# Task to complete
After finding the line with "Each <instance> block" in the entries below, retype exactly each line from there through the line with "box: [226, 318, 244, 331]", including that final line.

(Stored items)
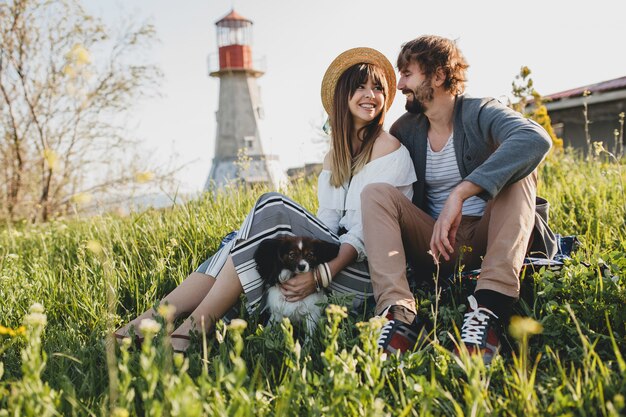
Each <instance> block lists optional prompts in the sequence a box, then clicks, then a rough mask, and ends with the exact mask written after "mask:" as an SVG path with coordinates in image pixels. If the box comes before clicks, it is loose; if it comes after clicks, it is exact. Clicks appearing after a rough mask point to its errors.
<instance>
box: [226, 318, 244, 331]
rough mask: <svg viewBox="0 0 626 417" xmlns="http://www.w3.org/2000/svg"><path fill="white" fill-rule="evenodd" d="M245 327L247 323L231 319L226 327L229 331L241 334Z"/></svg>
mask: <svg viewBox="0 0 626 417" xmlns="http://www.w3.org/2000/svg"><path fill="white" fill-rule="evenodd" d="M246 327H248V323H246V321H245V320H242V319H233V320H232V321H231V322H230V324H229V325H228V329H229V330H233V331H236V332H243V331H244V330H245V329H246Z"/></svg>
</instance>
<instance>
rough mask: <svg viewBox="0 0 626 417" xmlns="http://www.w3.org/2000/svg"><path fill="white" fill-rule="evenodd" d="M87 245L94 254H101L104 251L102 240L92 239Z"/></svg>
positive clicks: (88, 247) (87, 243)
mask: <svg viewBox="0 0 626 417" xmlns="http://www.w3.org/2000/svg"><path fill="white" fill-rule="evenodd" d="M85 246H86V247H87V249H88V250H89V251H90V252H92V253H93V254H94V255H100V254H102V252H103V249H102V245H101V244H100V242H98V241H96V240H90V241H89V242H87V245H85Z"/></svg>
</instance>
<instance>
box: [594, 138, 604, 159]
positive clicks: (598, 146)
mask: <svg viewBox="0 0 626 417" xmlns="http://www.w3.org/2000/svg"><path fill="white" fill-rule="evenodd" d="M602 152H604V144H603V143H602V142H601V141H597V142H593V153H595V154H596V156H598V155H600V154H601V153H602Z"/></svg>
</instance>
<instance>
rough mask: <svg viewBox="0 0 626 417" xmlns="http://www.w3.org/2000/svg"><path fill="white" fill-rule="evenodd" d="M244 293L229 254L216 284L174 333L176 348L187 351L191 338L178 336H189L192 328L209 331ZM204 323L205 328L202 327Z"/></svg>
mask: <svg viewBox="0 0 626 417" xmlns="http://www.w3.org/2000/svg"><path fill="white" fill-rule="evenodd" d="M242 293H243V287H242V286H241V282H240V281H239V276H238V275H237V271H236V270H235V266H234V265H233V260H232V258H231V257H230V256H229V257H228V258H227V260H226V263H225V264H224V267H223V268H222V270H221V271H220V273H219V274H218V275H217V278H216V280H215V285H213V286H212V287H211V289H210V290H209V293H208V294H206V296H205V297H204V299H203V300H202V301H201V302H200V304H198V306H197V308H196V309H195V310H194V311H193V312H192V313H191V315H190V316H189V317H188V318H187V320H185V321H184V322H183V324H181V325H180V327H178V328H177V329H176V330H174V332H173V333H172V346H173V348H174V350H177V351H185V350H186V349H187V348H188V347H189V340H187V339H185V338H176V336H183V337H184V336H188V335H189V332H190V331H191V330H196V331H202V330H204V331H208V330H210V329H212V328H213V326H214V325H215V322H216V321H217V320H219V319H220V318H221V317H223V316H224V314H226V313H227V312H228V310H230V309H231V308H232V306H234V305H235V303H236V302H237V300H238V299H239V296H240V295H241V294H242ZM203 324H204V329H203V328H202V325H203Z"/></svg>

==

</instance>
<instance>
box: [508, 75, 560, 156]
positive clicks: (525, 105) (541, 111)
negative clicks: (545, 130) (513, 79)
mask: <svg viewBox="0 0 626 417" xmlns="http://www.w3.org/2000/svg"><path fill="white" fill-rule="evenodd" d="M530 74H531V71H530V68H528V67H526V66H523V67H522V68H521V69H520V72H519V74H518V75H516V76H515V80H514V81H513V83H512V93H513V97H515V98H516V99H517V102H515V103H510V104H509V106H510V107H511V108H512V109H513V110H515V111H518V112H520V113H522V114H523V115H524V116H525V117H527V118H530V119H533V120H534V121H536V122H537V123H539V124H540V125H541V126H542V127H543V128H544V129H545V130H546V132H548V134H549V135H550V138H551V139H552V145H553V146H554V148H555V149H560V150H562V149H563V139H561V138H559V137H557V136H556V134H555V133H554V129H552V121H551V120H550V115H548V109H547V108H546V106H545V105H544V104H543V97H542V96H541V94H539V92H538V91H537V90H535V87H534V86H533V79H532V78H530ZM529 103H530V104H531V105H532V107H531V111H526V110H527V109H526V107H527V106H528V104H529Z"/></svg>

# Solution for this exercise
Each <instance> block lists optional prompts in the sequence a box, then clicks, then a rough mask, and ends with the exact mask written after "mask:" as an SVG path with coordinates in image pixels. If the box comes before clicks, it is loose; if it comes after clicks, it is exact. Clicks appearing after a rough mask point to its errors.
<instance>
box: [226, 318, 244, 331]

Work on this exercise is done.